**INPUT MATERIAL**
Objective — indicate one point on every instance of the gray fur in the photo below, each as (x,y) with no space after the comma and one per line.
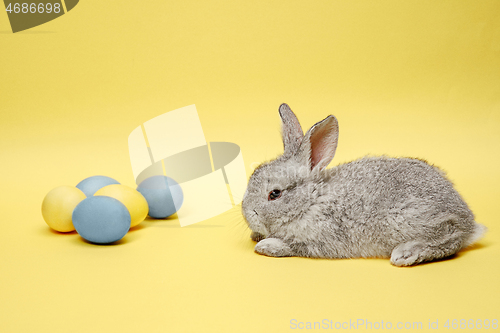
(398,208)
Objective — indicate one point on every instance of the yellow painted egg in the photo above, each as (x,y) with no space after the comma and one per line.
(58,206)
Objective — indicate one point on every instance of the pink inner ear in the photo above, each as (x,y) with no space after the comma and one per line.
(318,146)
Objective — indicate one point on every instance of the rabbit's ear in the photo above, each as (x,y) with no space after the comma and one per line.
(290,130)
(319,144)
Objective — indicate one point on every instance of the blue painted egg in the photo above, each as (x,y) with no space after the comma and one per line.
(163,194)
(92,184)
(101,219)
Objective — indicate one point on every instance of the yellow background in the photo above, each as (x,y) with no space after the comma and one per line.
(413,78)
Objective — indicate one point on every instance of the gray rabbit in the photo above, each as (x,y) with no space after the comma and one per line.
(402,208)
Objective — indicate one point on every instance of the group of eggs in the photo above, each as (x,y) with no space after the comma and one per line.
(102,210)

==

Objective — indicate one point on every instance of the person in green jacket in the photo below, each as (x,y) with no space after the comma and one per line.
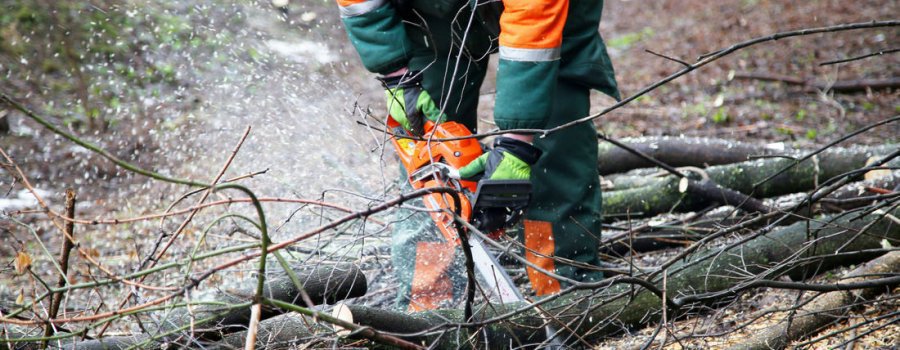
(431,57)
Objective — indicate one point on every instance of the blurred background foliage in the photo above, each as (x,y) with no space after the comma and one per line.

---

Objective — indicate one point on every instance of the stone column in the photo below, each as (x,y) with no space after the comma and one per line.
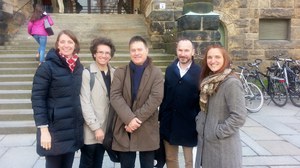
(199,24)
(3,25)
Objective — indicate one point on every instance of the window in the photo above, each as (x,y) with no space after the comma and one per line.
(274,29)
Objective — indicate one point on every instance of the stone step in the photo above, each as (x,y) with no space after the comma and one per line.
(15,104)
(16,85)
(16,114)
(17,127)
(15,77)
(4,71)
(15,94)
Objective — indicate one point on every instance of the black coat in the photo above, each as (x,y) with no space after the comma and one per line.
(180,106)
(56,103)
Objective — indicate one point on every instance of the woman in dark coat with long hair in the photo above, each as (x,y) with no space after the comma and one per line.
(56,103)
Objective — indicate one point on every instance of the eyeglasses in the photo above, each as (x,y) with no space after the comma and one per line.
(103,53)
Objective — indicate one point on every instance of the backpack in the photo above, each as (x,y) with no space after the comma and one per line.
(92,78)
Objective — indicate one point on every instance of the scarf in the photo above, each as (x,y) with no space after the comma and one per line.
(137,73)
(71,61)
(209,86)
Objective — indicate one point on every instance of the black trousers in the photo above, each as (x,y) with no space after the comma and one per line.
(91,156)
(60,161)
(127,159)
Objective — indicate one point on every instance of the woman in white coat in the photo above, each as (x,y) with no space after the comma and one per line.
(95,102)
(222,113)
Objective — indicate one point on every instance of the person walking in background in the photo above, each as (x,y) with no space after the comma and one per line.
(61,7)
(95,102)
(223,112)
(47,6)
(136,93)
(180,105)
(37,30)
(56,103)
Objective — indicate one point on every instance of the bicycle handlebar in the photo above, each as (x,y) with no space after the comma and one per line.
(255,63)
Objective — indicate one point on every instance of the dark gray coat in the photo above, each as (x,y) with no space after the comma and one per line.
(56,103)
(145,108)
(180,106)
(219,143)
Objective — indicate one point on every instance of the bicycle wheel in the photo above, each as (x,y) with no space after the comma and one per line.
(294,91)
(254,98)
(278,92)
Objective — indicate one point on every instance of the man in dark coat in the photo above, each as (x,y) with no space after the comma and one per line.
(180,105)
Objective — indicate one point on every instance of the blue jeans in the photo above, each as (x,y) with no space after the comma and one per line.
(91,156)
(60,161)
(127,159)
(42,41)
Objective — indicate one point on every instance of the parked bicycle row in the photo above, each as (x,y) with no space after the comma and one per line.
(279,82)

**TASK DIRECTIONS**
Transcribe the data above verbatim, from the line containing "the person in" through the line containing "Objective — indicate one point on every instance of the blurred", including both of those lines. Omit the picture from your answer.

**CORRECT RESULT**
Objective — indicate one point on every instance of the person in green jacket in the photo below, each as (x,y) with no space after the comma and one per line.
(431,57)
Objective — indicate one point on every instance of the blurred background foliage in the photo above, each as (x,y) with no space after the comma and one per line.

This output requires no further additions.